## Document
And you can, if you get really good at pulling those diamonds out of the rough too, you can get really fancy.

Scott K.:

And that's again, a great consumer insights team and is worth its weight in gold because it'll PR. It really does, uh, prevent you from, uh, making really long forward-looking mistakes, so to speak. Um, and, and they, they kind of give you as developers that some, when you're in the weeds, it's sometimes, uh, it's hard. Yeah. And so one of the things we've always done is I always try to have put myself in those shoes as consumer. We used to just invite players in for lunch, just sit around and talk to them and ask them what they wanted. We got some of the most amazing feedback and a lot of it became features in our games because we're in an industry where we have access to our players who would just say, you're in San Francisco and you're like, come to lunch. Absolutely.

## Set of tasks
• A. Reproduce the part of the transcript that begins at the words "And you can, if" and stops after the words "to lunch. Absolutely.".
• B. In the transcript, what did Scott K. and his team used to invite players in for?

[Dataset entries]
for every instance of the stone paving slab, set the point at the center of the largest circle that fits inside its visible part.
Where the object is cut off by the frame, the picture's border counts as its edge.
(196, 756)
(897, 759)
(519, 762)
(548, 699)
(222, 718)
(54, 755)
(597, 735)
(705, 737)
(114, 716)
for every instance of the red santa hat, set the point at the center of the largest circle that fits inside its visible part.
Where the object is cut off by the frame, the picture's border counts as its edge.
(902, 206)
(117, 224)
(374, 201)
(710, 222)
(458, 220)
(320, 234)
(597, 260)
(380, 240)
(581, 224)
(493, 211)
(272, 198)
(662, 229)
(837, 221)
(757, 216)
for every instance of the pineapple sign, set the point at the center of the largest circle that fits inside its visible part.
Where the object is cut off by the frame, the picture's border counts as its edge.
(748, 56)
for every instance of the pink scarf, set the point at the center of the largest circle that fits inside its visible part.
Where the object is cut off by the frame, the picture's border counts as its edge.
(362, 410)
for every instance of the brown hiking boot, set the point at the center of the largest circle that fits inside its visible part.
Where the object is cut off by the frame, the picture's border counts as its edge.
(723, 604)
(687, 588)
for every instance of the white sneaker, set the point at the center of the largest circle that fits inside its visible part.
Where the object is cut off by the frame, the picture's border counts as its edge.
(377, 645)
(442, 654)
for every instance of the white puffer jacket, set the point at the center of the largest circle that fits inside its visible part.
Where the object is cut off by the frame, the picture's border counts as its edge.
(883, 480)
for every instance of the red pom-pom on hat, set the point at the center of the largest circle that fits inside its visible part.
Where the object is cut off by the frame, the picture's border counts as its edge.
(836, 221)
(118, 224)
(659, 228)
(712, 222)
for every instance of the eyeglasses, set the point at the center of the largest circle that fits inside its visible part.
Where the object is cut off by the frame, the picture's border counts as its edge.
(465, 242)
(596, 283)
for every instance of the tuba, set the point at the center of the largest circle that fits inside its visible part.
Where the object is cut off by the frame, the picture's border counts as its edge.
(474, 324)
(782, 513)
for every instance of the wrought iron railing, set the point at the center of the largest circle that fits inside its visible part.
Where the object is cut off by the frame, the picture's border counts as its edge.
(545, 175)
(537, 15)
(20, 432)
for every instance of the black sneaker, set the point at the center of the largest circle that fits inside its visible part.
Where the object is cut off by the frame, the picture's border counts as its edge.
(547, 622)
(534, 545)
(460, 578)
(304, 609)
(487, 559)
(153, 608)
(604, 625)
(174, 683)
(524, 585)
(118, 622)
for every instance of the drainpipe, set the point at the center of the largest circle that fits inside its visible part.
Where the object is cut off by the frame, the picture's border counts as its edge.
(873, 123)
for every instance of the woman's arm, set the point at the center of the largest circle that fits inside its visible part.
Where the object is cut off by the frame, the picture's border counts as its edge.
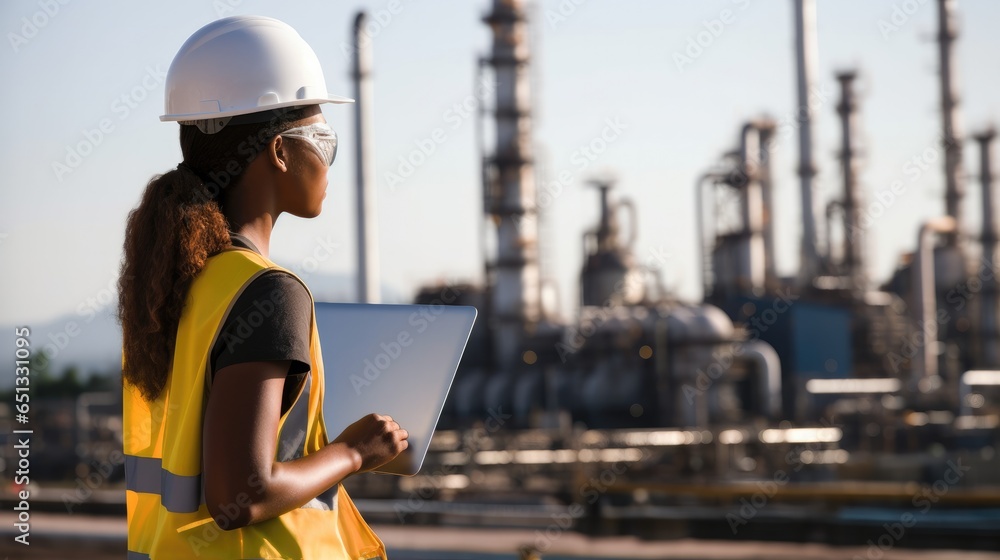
(243, 482)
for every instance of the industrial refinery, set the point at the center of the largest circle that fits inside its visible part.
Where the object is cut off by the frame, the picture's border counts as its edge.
(824, 406)
(792, 388)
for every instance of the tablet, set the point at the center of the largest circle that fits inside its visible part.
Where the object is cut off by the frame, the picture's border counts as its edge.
(398, 360)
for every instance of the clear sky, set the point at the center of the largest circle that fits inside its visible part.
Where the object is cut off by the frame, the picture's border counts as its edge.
(83, 63)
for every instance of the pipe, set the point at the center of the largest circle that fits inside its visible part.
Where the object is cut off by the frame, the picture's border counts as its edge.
(925, 296)
(854, 239)
(751, 266)
(516, 288)
(766, 128)
(951, 130)
(806, 54)
(368, 269)
(704, 253)
(988, 330)
(768, 365)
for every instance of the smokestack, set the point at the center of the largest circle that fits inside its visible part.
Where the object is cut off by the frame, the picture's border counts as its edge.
(516, 287)
(806, 54)
(854, 239)
(368, 270)
(989, 335)
(951, 132)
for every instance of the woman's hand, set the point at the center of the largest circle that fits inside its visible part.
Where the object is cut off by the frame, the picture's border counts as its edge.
(376, 438)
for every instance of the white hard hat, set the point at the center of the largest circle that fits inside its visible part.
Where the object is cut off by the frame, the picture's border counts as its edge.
(241, 65)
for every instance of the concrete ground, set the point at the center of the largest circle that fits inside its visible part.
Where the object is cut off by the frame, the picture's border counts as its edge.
(55, 536)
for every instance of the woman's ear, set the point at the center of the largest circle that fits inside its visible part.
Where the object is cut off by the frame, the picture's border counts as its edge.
(277, 153)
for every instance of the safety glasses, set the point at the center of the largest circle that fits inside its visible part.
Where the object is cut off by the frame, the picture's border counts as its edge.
(320, 136)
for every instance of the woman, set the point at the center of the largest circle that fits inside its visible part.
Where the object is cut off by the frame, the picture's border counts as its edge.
(226, 452)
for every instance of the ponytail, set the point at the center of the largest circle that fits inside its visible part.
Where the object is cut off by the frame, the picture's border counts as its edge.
(179, 223)
(168, 238)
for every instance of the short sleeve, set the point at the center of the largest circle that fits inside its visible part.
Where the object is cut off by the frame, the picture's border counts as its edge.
(269, 321)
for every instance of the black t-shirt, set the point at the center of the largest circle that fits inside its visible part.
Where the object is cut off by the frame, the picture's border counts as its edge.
(269, 321)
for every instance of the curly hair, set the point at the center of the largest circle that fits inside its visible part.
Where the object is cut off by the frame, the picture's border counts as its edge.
(178, 224)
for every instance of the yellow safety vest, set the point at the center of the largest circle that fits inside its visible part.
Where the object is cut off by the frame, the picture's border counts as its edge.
(167, 515)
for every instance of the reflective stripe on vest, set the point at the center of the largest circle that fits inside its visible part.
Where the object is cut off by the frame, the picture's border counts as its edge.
(167, 514)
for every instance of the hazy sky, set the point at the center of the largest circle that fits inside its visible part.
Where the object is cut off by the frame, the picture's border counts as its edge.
(68, 187)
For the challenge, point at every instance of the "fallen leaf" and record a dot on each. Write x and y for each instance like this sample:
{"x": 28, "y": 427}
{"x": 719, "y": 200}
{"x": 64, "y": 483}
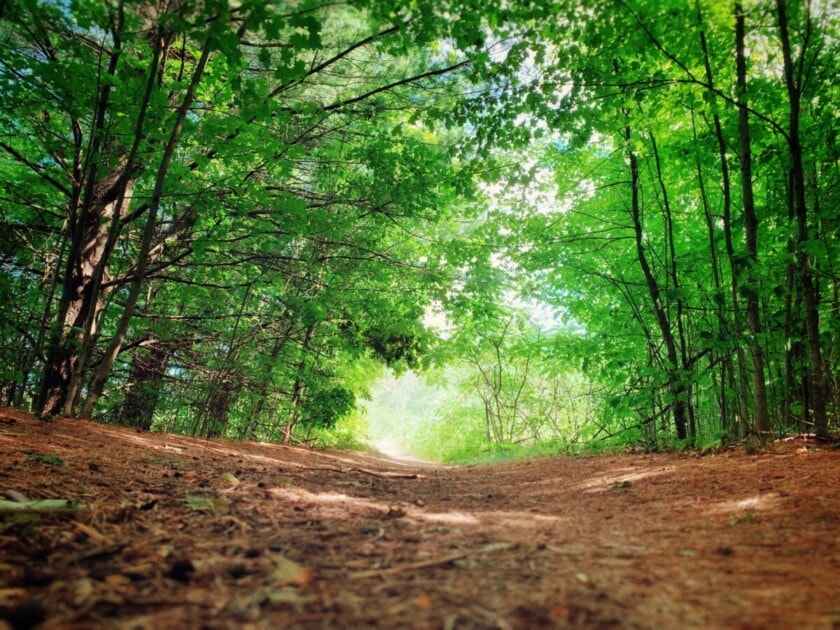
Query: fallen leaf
{"x": 46, "y": 459}
{"x": 290, "y": 573}
{"x": 229, "y": 478}
{"x": 14, "y": 495}
{"x": 91, "y": 533}
{"x": 203, "y": 504}
{"x": 43, "y": 504}
{"x": 282, "y": 480}
{"x": 287, "y": 595}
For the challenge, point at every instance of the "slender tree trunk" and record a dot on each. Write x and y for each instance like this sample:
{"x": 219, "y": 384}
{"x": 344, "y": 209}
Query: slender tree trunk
{"x": 143, "y": 392}
{"x": 92, "y": 203}
{"x": 750, "y": 287}
{"x": 810, "y": 292}
{"x": 103, "y": 371}
{"x": 742, "y": 390}
{"x": 676, "y": 384}
{"x": 673, "y": 273}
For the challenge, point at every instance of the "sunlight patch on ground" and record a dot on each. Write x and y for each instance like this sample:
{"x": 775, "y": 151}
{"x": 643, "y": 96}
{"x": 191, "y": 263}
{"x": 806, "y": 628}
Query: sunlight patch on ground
{"x": 338, "y": 505}
{"x": 758, "y": 502}
{"x": 620, "y": 477}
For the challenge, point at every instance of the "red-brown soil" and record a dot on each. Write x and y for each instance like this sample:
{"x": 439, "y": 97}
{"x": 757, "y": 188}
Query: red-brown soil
{"x": 178, "y": 532}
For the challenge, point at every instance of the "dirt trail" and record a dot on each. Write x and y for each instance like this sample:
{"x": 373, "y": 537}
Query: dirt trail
{"x": 178, "y": 532}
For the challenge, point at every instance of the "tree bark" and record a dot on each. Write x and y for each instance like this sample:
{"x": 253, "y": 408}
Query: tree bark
{"x": 810, "y": 291}
{"x": 750, "y": 287}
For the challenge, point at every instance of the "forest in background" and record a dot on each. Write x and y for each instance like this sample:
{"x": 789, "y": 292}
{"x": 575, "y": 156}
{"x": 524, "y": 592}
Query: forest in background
{"x": 609, "y": 222}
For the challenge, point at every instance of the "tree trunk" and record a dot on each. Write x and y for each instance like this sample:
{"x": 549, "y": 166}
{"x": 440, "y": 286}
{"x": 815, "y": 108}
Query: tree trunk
{"x": 810, "y": 292}
{"x": 750, "y": 287}
{"x": 676, "y": 385}
{"x": 147, "y": 371}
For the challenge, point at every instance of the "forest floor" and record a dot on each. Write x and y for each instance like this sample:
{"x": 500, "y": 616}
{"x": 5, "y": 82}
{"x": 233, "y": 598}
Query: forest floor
{"x": 160, "y": 531}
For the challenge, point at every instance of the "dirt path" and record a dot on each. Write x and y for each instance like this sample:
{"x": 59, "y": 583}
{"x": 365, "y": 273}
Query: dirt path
{"x": 178, "y": 532}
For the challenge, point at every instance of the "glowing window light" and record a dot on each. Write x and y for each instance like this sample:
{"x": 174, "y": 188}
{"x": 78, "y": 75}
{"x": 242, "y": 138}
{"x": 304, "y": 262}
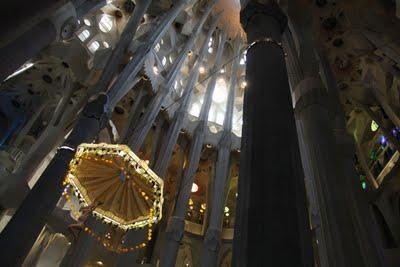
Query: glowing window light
{"x": 157, "y": 47}
{"x": 383, "y": 141}
{"x": 94, "y": 46}
{"x": 364, "y": 185}
{"x": 195, "y": 110}
{"x": 87, "y": 22}
{"x": 20, "y": 70}
{"x": 374, "y": 126}
{"x": 202, "y": 70}
{"x": 220, "y": 92}
{"x": 220, "y": 117}
{"x": 195, "y": 188}
{"x": 155, "y": 69}
{"x": 105, "y": 24}
{"x": 84, "y": 35}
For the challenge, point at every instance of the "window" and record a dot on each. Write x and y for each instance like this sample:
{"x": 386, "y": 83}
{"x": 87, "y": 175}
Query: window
{"x": 157, "y": 47}
{"x": 84, "y": 35}
{"x": 87, "y": 22}
{"x": 105, "y": 24}
{"x": 94, "y": 46}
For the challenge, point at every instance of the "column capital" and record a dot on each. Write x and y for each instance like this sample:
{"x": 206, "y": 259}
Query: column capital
{"x": 270, "y": 9}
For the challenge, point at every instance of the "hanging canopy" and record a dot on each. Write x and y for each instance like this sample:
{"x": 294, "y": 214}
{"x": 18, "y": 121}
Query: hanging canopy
{"x": 125, "y": 189}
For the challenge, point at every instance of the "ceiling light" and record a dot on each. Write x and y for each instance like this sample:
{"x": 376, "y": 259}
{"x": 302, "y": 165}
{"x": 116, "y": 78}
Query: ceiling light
{"x": 195, "y": 188}
{"x": 374, "y": 126}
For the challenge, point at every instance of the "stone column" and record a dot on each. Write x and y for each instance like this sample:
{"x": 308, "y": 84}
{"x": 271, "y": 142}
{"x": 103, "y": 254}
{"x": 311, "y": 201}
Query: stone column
{"x": 43, "y": 197}
{"x": 134, "y": 115}
{"x": 144, "y": 125}
{"x": 365, "y": 228}
{"x": 272, "y": 219}
{"x": 133, "y": 237}
{"x": 79, "y": 251}
{"x": 38, "y": 248}
{"x": 127, "y": 77}
{"x": 14, "y": 54}
{"x": 61, "y": 25}
{"x": 54, "y": 132}
{"x": 176, "y": 223}
{"x": 212, "y": 239}
{"x": 296, "y": 75}
{"x": 121, "y": 48}
{"x": 164, "y": 157}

## Complete answers
• A.
And you can, if you get really good at pulling those diamonds out of the rough too, you can get really fancy.

Scott K.:

And that's again, a great consumer insights team and is worth its weight in gold because it'll PR. It really does, uh, prevent you from, uh, making really long forward-looking mistakes, so to speak. Um, and, and they, they kind of give you as developers that some, when you're in the weeds, it's sometimes, uh, it's hard. Yeah. And so one of the things we've always done is I always try to have put myself in those shoes as consumer. We used to just invite players in for lunch, just sit around and talk to them and ask them what they wanted. We got some of the most amazing feedback and a lot of it became features in our games because we're in an industry where we have access to our players who would just say, you're in San Francisco and you're like, come to lunch. Absolutely.

• B. Lunch.